▸ **YOUR GOAL**
Only the lines below starting at the one containing "Where can the distant" and ending at the one containing "column 155, row 17" belong in the answer, each copied exactly.

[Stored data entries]
:::::
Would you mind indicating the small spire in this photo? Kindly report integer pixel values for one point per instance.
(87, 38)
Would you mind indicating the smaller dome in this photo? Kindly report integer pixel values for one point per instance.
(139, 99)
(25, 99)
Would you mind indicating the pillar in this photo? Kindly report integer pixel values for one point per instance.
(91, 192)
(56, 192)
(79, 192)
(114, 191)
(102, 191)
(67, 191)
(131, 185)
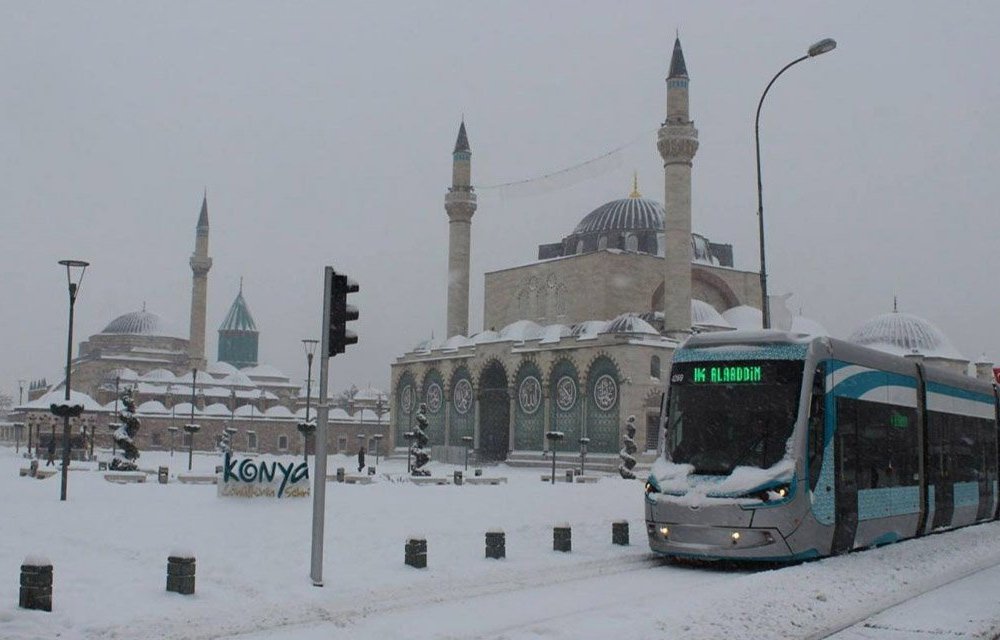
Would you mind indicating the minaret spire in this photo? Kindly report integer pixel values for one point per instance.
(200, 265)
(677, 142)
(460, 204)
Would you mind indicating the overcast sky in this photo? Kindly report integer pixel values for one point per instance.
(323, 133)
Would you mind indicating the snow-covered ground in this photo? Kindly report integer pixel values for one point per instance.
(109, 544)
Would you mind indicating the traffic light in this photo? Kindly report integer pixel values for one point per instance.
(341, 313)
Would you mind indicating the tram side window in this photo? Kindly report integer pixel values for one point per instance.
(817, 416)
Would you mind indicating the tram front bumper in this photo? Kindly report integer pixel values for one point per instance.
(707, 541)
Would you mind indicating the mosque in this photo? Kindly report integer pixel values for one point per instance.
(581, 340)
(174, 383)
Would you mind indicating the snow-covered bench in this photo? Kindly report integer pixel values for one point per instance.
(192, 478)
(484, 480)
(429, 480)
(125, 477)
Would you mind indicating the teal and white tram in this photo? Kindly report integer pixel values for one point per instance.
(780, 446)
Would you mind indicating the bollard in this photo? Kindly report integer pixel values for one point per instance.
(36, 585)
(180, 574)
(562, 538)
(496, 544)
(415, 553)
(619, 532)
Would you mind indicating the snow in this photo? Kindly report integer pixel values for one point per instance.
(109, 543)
:::::
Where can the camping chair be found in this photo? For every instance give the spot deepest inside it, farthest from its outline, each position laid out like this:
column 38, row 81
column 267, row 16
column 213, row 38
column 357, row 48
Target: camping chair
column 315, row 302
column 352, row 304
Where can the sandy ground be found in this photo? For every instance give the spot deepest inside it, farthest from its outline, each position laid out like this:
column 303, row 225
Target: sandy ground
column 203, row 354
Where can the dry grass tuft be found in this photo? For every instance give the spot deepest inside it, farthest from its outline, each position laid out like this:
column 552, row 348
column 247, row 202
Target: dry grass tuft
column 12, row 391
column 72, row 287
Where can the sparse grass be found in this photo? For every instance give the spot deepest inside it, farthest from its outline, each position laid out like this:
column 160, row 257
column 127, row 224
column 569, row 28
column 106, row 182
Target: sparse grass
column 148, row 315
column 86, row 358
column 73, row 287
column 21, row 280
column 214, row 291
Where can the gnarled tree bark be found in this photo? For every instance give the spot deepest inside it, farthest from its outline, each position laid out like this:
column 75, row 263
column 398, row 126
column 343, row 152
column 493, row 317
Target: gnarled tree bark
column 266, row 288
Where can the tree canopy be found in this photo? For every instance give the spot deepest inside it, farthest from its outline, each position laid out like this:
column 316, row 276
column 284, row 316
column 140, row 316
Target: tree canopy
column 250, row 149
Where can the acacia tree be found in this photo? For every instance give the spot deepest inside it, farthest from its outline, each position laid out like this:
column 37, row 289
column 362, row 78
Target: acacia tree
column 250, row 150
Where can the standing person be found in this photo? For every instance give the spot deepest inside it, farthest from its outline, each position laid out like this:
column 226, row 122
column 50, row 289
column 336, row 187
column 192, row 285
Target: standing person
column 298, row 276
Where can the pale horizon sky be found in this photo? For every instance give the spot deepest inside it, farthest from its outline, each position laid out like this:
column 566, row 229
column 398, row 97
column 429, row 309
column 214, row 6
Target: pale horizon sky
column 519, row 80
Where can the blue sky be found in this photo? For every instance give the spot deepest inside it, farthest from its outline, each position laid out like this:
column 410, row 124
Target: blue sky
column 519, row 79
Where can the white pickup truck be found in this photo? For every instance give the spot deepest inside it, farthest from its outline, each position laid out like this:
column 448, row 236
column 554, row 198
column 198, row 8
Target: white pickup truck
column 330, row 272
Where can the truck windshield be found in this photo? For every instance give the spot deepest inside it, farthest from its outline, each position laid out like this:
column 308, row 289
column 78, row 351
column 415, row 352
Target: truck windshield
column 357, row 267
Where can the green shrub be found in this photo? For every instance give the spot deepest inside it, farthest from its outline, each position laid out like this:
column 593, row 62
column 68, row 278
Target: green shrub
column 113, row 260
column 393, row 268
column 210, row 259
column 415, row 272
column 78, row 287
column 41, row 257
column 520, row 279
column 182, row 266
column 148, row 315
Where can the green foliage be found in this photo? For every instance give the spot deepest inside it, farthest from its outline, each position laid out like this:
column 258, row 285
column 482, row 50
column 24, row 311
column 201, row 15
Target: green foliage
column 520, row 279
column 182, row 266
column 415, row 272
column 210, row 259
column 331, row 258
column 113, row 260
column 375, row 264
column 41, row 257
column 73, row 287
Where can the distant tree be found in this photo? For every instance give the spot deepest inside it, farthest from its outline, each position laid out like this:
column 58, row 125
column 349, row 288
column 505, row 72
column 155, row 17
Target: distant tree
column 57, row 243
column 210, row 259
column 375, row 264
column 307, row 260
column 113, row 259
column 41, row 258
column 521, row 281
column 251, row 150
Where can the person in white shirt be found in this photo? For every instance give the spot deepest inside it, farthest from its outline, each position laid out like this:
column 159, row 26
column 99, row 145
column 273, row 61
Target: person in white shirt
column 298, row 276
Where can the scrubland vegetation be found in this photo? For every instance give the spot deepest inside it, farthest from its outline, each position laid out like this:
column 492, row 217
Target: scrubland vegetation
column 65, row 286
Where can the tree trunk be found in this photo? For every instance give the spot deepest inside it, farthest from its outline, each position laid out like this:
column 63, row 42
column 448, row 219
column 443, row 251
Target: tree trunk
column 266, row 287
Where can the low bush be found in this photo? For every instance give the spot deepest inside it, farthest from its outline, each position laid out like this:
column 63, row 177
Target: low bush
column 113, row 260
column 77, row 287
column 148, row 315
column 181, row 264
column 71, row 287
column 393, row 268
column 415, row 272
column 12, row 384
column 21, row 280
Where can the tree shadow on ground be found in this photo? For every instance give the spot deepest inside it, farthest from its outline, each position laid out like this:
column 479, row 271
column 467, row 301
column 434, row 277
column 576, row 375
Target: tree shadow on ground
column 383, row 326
:::::
▸ **RESULT**
Where can the distant tree be found in this photo? For every instance give the spot deepest inside it, farthest from its outline, each position laid out like this:
column 58, row 125
column 349, row 288
column 505, row 72
column 155, row 17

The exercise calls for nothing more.